Request >> Begin with the line that contains "Return one point per instance of the gravel" and transcribe each line after it, up to and including the last line of the listing below.

Supplied material >>
○ ○ ○ ○

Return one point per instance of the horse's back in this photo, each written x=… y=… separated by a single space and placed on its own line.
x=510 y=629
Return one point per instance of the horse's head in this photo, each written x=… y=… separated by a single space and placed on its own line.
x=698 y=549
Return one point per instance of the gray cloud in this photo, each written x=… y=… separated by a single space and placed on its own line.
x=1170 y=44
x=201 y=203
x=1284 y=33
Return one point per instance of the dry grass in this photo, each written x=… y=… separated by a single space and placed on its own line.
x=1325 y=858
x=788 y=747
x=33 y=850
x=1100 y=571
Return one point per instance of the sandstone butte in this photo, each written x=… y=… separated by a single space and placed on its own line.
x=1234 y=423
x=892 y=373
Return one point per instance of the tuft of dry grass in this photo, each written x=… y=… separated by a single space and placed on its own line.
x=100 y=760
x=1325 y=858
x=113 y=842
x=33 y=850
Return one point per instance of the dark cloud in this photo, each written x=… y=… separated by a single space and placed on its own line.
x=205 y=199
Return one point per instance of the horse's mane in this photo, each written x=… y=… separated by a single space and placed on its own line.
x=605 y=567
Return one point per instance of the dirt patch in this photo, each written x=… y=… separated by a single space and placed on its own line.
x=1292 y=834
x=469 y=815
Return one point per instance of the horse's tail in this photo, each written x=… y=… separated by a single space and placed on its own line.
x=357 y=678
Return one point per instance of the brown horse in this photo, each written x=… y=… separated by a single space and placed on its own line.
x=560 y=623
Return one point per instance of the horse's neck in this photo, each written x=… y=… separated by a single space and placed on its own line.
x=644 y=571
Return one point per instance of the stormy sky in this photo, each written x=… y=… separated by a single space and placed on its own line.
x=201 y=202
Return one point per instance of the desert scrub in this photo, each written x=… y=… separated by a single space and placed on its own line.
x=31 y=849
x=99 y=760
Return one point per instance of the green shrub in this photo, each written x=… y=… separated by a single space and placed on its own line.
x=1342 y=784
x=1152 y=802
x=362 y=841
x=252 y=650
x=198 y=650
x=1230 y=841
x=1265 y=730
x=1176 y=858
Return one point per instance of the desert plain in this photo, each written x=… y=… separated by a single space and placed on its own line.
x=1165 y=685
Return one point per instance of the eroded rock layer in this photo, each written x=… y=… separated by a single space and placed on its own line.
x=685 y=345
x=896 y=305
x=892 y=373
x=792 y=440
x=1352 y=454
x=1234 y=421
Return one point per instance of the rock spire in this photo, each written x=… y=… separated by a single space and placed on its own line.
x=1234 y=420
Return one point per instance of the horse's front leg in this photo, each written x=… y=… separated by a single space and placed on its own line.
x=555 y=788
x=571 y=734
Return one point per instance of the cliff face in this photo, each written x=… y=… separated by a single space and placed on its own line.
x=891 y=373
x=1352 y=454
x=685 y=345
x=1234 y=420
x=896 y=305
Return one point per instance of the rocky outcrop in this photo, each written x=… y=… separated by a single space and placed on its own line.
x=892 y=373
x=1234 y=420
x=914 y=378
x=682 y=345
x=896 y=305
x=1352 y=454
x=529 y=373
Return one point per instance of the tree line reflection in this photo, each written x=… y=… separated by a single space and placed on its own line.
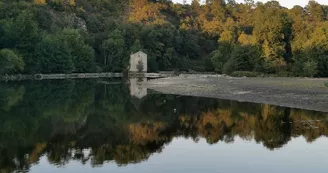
x=93 y=121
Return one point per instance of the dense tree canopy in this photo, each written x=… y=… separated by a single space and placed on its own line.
x=211 y=36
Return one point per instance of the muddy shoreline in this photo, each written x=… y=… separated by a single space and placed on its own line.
x=303 y=93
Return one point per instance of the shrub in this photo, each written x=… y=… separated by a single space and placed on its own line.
x=10 y=62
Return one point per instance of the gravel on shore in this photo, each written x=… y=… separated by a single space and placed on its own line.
x=303 y=93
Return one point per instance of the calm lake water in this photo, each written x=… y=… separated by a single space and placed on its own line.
x=112 y=125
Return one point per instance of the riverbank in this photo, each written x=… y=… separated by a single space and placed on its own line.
x=303 y=93
x=19 y=77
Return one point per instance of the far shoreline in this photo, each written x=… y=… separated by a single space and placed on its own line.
x=302 y=93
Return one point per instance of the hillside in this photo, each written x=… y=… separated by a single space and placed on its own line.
x=65 y=36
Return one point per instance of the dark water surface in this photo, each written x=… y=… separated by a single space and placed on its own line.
x=115 y=126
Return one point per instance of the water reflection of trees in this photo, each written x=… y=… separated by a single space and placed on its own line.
x=63 y=119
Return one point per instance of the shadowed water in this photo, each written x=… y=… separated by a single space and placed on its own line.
x=118 y=126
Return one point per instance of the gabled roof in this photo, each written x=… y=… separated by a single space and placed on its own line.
x=139 y=52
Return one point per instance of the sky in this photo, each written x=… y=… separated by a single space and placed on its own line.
x=286 y=3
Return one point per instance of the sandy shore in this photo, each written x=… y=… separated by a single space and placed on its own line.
x=303 y=93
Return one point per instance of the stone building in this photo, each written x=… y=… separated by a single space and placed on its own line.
x=136 y=90
x=138 y=60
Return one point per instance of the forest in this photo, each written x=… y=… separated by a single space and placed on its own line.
x=226 y=37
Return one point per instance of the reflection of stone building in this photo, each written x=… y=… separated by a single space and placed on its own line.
x=138 y=58
x=136 y=89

○ ○ ○ ○

Exercise solution >>
Return one point per instance of the gravel on shore in this photo, each written x=… y=… separated by a single space and placed on its own line.
x=303 y=93
Return one point per instance of the calm lake water in this photo, each written x=… y=… separated by a single space and placed on its own line.
x=112 y=125
Return one point per instance of the riverbank in this photo, each written x=… y=… separated by a single space and placed on its own line.
x=303 y=93
x=19 y=77
Return one point per instance of the far shoreline in this photo, each written x=… y=… separated by a single space and placed on its own line.
x=302 y=93
Return one point per instance of the hillside in this photo, each written x=… y=… separated by a single space and placed on its own line.
x=65 y=36
Return one point per instance of the dark water surface in this photo, each written x=… y=… separated by a single space and placed on its own line.
x=115 y=126
Return one point per instance of the water reflection of trees in this photo, each written x=… y=… separated by a single space and placed on its own line.
x=63 y=119
Return one point per instance of the shadowed water in this photo, each written x=… y=… separated by a single space and placed on its own line.
x=118 y=126
Return one point per instance of the gabled roof in this photo, each written x=… y=… separated by a single space and placed on its own line.
x=139 y=52
Return one point per instance of the sky in this photo, each written x=… y=… separated by a single space and placed on its own line.
x=286 y=3
Return one point per instance of the sandy shore in this photo, each written x=… y=… separated by a single space and placed on its own line.
x=303 y=93
Return one point per instance of the stone building in this photo, each written x=… y=… separated by a single space and placed on its own line.
x=136 y=90
x=138 y=60
Return one point per instance of the forest in this photo, each written x=… y=… separated by a single space and placed on its own line.
x=226 y=37
Return one point per instance of the reflection of stone building in this photo, each written x=… y=… separated by a single space and placed on its own line.
x=138 y=58
x=136 y=89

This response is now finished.